** START OF Source extract **
In photography, the 35 mm equivalent focal length is a measure of the angle of view for a particular combination of a camera lens and film or image sensor size. The term is popular because in the early years of digital photography, most photographers experienced with interchangeable lenses were most familiar with the 35 mm film format.

On any 35 mm film camera, a 28 mm lens is a wide-angle lens, and a 200 mm lens is a long-focus lens. Because digital cameras have mostly replaced film cameras and the image sensor size that also determines the angle of view is not standardized as the film size was, there is no uniform relation between the lens focal length and the angle of view due to possibilities of using various image sensor sizes at the same focal length (i.e., a different image sensor size resulting in a different angle of view at the same lens focal length). The 35 mm equivalent focal length of a particular lens–sensor combination is the focal length that one would need for a 35 mm film camera to obtain the same angle of view. Two lens-sensor combinations with the same 35 mm equivalent focal length are expected to have the same angle of view.
** END OF Source extract **
**Work to complete**
1. Render the records from the line with "Could you please point out the sky" through the end of the records as a two-column CSV with the headers text and answer. Give one row per record, with its text and its answer each in a single quoted field and line breaks replaced by spaces.
2. Carry the passage on 35 mm equivalent focal length forward from its last sentence.
** START OF Dataset records **
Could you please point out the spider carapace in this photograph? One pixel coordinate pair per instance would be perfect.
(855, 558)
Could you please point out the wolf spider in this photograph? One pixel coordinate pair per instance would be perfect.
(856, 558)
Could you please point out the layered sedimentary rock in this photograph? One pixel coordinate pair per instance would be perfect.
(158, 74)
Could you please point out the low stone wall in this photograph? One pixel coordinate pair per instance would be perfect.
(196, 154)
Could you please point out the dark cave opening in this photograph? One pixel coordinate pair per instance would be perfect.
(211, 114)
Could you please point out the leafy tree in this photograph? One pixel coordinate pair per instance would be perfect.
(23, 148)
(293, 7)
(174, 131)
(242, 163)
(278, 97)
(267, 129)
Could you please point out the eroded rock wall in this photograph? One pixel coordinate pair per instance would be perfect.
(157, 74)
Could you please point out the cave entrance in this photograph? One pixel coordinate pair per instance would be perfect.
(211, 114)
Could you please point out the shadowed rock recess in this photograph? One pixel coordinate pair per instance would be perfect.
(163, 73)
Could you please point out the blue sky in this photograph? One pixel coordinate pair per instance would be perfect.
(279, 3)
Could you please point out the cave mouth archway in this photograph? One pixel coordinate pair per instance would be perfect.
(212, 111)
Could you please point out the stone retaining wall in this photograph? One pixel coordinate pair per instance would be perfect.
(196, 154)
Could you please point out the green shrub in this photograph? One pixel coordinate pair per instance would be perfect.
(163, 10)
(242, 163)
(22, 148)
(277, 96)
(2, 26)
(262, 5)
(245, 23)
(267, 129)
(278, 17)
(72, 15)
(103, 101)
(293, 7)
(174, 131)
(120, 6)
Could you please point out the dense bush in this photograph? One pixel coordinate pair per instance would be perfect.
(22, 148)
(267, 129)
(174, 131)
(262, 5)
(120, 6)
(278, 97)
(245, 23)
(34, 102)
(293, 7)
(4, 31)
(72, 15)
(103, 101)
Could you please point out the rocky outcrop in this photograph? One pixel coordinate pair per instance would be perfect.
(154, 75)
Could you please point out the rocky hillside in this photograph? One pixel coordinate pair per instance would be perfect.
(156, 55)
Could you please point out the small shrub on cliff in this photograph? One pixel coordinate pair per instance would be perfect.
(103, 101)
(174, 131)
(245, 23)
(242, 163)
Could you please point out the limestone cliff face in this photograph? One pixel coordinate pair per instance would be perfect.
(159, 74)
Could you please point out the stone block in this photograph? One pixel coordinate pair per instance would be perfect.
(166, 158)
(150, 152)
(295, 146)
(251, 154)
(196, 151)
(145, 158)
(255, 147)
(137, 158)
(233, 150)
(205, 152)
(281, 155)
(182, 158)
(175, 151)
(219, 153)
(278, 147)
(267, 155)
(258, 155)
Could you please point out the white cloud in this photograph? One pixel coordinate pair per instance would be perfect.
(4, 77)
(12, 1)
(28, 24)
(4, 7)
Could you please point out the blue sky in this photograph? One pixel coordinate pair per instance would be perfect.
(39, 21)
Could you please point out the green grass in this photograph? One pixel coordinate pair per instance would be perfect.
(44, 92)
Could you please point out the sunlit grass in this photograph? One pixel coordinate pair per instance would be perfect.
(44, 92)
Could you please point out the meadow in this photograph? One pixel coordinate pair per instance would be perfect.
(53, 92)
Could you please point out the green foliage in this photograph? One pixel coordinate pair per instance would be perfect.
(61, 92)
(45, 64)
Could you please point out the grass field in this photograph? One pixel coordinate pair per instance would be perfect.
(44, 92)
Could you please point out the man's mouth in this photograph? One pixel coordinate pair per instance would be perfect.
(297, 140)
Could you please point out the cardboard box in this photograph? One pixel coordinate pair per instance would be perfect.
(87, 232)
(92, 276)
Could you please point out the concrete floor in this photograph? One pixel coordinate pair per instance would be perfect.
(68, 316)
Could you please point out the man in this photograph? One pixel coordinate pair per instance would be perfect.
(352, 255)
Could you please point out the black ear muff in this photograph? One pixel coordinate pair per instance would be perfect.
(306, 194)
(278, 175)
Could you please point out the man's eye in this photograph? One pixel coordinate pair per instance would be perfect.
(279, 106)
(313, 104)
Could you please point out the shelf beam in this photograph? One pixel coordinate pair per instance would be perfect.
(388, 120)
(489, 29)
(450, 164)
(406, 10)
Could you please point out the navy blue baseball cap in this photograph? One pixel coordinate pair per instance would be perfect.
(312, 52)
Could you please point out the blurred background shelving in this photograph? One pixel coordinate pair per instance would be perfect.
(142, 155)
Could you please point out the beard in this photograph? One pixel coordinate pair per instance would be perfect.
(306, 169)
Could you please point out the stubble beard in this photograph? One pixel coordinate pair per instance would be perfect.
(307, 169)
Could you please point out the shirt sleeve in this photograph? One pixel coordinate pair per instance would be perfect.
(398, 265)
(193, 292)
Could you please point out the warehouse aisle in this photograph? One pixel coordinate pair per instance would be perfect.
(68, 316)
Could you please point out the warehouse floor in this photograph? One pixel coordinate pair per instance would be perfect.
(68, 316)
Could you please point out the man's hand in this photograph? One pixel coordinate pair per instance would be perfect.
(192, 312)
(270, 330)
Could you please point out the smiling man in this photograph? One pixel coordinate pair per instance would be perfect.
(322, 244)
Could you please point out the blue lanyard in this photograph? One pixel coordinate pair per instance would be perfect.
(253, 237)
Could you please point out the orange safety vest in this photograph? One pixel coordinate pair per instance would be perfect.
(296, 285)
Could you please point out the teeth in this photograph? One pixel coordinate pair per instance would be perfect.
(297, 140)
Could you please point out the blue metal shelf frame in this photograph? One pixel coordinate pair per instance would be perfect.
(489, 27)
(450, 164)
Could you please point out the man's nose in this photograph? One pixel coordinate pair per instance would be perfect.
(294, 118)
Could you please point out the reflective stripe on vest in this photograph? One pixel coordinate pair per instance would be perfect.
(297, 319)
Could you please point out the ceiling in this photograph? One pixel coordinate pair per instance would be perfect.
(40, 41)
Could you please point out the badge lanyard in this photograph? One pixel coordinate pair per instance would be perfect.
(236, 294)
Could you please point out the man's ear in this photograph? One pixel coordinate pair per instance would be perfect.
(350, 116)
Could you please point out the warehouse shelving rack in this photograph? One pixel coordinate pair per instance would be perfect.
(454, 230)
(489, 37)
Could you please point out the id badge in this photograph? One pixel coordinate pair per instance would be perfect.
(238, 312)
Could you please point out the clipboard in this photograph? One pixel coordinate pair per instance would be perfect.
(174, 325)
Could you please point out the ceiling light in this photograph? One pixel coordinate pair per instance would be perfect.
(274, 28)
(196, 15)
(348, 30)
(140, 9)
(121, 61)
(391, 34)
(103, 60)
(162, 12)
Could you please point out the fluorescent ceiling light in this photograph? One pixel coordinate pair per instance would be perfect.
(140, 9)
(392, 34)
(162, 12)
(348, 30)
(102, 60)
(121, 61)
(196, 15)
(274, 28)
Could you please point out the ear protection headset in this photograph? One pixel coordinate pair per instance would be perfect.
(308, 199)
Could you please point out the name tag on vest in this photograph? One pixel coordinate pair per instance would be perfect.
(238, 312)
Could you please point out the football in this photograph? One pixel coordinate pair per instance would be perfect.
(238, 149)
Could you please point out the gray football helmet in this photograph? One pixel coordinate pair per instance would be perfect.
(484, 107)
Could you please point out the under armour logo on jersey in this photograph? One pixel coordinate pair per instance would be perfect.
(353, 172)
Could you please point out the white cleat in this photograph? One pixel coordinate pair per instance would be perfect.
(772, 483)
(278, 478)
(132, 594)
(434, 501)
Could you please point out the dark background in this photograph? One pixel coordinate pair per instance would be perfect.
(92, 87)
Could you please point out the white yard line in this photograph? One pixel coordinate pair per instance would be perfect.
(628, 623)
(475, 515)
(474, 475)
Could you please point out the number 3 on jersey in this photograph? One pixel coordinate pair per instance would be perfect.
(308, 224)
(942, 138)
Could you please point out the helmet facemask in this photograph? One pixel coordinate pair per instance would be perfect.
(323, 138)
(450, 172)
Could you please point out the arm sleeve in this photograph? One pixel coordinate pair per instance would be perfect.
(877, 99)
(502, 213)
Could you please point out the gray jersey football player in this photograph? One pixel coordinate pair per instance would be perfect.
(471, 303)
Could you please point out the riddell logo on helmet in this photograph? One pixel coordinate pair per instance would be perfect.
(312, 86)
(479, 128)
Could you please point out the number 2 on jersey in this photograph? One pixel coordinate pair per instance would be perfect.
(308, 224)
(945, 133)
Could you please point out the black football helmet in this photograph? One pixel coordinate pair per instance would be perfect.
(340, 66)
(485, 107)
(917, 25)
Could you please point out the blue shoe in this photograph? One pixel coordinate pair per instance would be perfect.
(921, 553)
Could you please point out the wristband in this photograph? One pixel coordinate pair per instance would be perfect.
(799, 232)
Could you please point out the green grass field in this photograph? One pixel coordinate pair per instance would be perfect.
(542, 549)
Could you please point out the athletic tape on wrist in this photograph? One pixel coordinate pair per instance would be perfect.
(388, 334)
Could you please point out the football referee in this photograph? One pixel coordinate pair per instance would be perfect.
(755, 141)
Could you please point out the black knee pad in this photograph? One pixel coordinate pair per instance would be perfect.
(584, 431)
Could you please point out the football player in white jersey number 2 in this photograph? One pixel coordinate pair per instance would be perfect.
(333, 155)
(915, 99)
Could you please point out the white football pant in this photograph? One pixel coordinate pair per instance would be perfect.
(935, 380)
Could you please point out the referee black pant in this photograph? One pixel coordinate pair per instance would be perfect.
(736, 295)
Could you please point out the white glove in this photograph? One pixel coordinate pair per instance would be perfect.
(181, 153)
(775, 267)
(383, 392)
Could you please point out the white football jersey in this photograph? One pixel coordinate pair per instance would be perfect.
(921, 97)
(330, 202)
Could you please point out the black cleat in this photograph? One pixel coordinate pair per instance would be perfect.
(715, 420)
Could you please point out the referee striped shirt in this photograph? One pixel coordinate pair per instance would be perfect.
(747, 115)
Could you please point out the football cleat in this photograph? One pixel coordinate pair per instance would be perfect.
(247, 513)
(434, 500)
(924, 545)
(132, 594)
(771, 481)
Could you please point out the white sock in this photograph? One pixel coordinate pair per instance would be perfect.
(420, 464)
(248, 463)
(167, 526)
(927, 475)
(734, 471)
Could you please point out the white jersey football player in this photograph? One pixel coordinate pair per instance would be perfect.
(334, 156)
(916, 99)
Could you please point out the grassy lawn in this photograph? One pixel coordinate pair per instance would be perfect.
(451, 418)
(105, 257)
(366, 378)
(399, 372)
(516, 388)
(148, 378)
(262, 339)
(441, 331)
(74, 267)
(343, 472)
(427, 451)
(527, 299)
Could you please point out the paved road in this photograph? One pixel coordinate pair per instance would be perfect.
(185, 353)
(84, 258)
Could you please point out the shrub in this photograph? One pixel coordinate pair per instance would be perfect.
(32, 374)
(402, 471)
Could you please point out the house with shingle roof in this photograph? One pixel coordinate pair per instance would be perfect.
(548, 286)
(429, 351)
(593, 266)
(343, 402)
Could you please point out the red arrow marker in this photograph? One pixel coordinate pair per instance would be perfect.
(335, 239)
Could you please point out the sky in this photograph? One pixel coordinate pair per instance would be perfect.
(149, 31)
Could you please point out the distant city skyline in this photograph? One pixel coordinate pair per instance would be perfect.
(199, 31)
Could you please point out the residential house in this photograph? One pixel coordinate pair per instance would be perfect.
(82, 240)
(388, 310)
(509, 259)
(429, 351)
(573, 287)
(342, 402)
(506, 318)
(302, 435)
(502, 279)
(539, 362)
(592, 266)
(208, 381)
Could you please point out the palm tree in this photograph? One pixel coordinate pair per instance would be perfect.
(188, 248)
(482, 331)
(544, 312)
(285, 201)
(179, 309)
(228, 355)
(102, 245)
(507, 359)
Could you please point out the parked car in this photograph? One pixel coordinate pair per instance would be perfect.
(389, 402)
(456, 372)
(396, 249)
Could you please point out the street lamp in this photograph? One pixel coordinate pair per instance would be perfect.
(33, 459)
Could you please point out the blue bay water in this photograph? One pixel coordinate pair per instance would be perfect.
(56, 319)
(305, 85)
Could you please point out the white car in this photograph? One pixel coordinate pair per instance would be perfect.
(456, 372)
** END OF Dataset records **
**Expected responses**
1.
text,answer
"Could you please point out the sky in this photograph? One pixel coordinate pair per instance would be perfect.","(149, 31)"
"Could you please point out the distant city skyline in this photograph? One pixel coordinate pair per instance would be perfect.","(199, 31)"
"Could you please point out the residential house in this photograph? One pixel coordinate pair per instance would be perfect.","(82, 240) (388, 310) (509, 259) (429, 351) (573, 287) (342, 402) (506, 318) (302, 435) (502, 279) (539, 362) (592, 266) (208, 381)"
"Could you please point out the palm tree in this photograph? One pixel coordinate pair per instance would be perfect.","(188, 248) (482, 331) (544, 312) (285, 201) (179, 309) (228, 355) (102, 245) (507, 359)"
"Could you please point out the parked car in this photograph? One pixel coordinate pair per instance would be perfect.","(389, 402) (456, 372) (396, 249)"
"Could you please point out the street lamp in this photograph? One pixel coordinate pair per instance would be perfect.","(33, 459)"
"Could you please point out the blue bay water in this photograph? One pixel coordinate pair per instance would be perfect.","(56, 319) (305, 85)"
"Could you please point out the white car in this photograph? One pixel coordinate pair per instance would be perfect.","(456, 372)"

2.
Most commonly, the 35 mm equivalent focal length is based on equal diagonal angle of view.[1] This definition is also in the CIPA guideline DCG-001.[2] Alternatively, it may sometimes be based on horizontal angle of view. Since 35 mm film is normally used for images with an aspect ratio (width-to-height ratio) of 3:2, while many digital cameras have a 4:3 aspect ratio, which have different diagonal-to-width ratios, these two definitions are often not equivalent, i.e., the equivalent focal length based on the diagonal angle of view differs from the equivalent focal length based on the horizontal angle of view.

Calculation

35 mm equivalent focal lengths are calculated by multiplying the actual focal length of the lens by the crop factor of the sensor. Typical crop factors are 1.26× – 1.29× for Canon (1.35× for Sigma "H") APS-H format, 1.5× for Nikon APS-C ("DX") format (also used by Sony, Pentax, Fuji, Samsung and others), 1.6× for Canon APS-C format, 2× for Micro Four Thirds format, 2.7× for 1-inch sensors (used in Nikon 1 cameras and some Sony RX cameras), 5× to 6× for compact digital cameras, and even higher for built-in cameras of mobile devices like cell phones or tablets.

According to CIPA guidelines,[2] 35 mm equivalent focal length is to be calculated like this: "Converted focal length into 35 mm camera" = (Diagonal distance of image area in the 35 mm camera (43.27 mm) / Diagonal distance of image area on the image sensor of the DSC) × focal length of the lens of the DSC.

Depth of field equivalent

Quoted 35 mm equivalent focal lengths typically ignore depth of field (DOF), which depends on both focal length and aperture. The DOF of smaller sensors is deeper at a given f number, due to the smaller absolute aperture diameters corresponding to shorter focal length lenses.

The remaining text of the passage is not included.